[BEGIN EXCERPT PROVIDED]
I’ve been thinking over the past couple of weeks how I can improve my writings on this blog. Today I’ll share some of the thoughts I’ve had and some possible solutions to the challenge of posting 2 – 3 posts per week.
Where I Spend Time
First things first, I want to share the programming related activities I do consistently each week in an effort to grow.
I typically start my day with one or two exercises over at codewars. The site has a lot of exercises and is a fun way for me to get my mind in the game for the day ahead.
As far as writing posts about my time spent on codewars, here are some thoughts I have.
It would be beneficial for me personally to write my thoughts about each exercise
- I would treat a post of this sort as my ‘rubber duck’, and explain out my reasoning.
- I could imagine receiving comments about improving my solutions to the exercises. All of you commenters on this site have been extremely valuable as a learning resource for me. Thank you!
- I’m not sure that I’m in love with the idea of posting answers to exercises geared to help new programmers like myself learn how to think (in large part, for themselves) through the small challenges on the codewars site.
I plan on continuing to provide posts as I work towards completing and launching this and future projects. I am currently stuck on implementing multi-tenancy in Rails using devise for authentication.
- It’s both informative and enjoyable to have the ability to track my project’s progression, over time, by looking at past posts
- When I’m stuck (or need to step away) from a hurdle that pertains to making forward progress, I’m not sure that writing posts during the process of figuring my way forward is beneficial to you the reader or myself until I actually figure it out and am able to write about solutions. I don’t mind writing about my first attempt or two, but at a certain point I may be just creating more noise than signal.
I am planning on doing an Airpair on multi-tenancy in rails with devise in the near to mid future and will definitely have some thoughts to share at it’s conclusion.
#3. Ruby Lib Specs
The benefits that I’ve found from my short time testing Ruby’s Array class can be can be summed up nicely with an excerpt from The Pragmatic Studio post:
But the real value of writing these tests was less about testing, and more about learning. Through trial and error they taught me how Ruby and its rich set of libraries really work. Not surprisingly, typing in code and running it makes you remember. Indeed, writing learning tests is a fun way to poke and prod any new language or API. And with every test you write you’re investing in an executable knowledge base.
[END EXCERPT PROVIDED]
[BEGIN STORED ROWS]
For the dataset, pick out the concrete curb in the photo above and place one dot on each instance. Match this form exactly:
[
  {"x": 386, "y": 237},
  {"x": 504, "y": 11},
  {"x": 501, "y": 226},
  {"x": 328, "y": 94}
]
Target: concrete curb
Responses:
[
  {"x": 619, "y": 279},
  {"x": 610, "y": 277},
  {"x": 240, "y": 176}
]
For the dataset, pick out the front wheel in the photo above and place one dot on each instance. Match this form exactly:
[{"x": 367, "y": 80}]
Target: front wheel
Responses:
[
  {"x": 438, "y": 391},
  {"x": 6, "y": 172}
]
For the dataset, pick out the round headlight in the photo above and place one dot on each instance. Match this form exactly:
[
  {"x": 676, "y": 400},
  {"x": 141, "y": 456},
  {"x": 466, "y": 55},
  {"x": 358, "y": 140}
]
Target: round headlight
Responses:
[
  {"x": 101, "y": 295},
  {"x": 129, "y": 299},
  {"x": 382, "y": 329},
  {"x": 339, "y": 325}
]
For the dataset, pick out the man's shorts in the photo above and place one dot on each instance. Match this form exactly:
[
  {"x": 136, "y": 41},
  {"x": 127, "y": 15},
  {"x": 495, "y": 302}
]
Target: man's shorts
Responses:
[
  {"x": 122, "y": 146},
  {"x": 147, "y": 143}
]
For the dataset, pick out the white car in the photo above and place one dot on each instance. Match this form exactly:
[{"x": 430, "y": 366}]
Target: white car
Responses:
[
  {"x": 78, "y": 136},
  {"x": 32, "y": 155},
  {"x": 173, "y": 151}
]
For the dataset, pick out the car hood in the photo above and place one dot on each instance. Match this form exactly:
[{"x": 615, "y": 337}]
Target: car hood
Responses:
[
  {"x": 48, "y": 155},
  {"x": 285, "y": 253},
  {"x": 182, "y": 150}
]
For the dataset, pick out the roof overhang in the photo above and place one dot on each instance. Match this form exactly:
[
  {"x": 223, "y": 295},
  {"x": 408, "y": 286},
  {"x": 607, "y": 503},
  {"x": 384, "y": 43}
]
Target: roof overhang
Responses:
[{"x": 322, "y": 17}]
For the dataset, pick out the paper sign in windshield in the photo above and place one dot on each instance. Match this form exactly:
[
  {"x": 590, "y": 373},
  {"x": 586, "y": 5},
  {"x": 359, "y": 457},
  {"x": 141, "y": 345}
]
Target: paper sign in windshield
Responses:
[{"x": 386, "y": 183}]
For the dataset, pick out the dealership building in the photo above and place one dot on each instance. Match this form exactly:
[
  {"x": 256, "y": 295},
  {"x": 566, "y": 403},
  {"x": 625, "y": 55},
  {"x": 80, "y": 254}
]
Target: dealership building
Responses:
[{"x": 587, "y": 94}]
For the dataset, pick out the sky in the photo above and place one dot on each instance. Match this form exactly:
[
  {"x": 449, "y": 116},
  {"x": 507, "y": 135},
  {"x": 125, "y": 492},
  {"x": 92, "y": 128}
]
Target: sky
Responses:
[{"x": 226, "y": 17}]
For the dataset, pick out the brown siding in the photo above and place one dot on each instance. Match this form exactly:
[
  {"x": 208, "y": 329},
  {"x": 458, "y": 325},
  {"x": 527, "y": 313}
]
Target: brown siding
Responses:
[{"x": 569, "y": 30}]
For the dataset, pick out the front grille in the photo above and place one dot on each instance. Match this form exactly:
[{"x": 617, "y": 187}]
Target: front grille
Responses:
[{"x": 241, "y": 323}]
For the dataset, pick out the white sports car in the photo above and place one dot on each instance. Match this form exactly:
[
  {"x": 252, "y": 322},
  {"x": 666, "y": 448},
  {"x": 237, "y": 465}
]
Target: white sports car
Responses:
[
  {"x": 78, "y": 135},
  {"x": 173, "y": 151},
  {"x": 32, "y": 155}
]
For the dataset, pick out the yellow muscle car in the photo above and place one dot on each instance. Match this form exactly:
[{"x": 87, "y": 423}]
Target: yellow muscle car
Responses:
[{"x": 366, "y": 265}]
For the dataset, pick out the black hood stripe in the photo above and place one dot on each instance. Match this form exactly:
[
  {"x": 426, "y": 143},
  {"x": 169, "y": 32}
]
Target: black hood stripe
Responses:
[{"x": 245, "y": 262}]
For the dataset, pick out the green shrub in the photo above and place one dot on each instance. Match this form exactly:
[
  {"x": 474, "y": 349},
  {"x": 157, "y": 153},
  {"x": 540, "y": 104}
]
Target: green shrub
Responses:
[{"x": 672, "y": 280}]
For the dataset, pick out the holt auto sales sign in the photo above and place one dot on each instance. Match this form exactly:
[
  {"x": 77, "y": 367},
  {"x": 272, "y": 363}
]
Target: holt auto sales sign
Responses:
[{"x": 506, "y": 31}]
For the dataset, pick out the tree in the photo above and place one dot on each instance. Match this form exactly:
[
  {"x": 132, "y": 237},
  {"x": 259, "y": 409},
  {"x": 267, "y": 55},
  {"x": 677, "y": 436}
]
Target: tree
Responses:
[END STORED ROWS]
▸ WORK INSTRUCTIONS:
A: According to the blog post, how does the writer usually start each day?
B: Pick up the blog post about improving this blog's writing right after its last sentence and keep it going.
The material shown here was gathered from a separate source, unrelated to the blog post.

▸ TASK ANSWERS:
A: With one or two exercises on codewars.

B:
Here are some pros and cons of including posts about my progress in this exercise moving forward.
- Pretty much a no brainer, I’m sure I can find interesting nuggets to write about as I progress
- Expanding my knowledge and usage of methods
- I could see myself writing posts about combining functionality from multiple classes as I learn to use and mix and match toolsets
- I need to avoid blindly listing method features in a manner similar to the actual Ruby API
- Writing about a new method discovery and mechanics is ok but,
- when my posts begin to mimic this… Thats the time reevaluate my approach.
I have been enjoying the past two months or so learning from rubysteps. Theres enough content for my schedule to keep me busy and I’ve also developed quite a bit of curiosity into learning how to better architecture my code because of the lessons there.
Here’s a shortlist of some topics of interest to me:
- Hexagonal Architecture
- East Oriented Code Design
- Business Object Modeling with Collaboration Patterns
I could see posts on refactoring and on design patterns once a week being beneficial towards me eventually creating smaller projects (not soley Rails based), that would demonstrate the new understanding I’ve acquired, or hold me accountable to what I don’t yet completely understand, in an effort to improve.
So now that I’ve written out some thoughts on how to improve my writing (and your reading) experience, let me know if you have any comments and/or critiques. My goal is to maybe select a couple of my activities mentioned above, writing once a week about the different things that fill my week programmatically.
Looking forward to hear from you!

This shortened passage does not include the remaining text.